▶ ASSIGNED TASK
Transcribe exactly the line containing "Target: man in gray t-shirt" plus every later line in the data.

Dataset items

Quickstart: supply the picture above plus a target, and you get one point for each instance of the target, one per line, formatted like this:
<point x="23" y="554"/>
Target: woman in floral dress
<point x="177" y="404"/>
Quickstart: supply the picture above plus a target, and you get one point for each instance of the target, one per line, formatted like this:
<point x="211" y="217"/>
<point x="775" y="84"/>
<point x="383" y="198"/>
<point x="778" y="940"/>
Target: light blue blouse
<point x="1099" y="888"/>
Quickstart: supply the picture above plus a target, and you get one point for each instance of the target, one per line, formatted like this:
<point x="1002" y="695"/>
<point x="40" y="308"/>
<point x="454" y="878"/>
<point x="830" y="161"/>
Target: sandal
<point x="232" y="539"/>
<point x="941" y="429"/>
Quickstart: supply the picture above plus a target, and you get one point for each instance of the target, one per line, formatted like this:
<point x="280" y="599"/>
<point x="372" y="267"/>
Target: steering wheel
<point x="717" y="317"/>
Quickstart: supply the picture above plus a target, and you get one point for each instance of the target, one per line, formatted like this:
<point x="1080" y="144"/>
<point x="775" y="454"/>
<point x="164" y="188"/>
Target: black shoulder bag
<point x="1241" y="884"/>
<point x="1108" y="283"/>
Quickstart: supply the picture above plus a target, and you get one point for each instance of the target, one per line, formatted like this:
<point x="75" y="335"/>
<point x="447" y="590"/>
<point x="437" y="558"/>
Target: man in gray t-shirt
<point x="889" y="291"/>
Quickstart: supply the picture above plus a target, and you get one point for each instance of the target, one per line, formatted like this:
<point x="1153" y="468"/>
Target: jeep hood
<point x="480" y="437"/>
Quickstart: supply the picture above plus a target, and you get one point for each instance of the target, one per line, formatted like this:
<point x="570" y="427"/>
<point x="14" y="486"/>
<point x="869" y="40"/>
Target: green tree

▶ REPLY
Target: man in gray t-shirt
<point x="889" y="291"/>
Quickstart: supply the picture above plus a target, and you get one point for each instance of the target, one per line, formatted like this:
<point x="1153" y="468"/>
Target: jeep hood
<point x="480" y="437"/>
Quickstart: supply the picture above plus a target, and you get one point for each instance of the target, one per line, formatted like this:
<point x="570" y="427"/>
<point x="14" y="486"/>
<point x="869" y="40"/>
Target: green tree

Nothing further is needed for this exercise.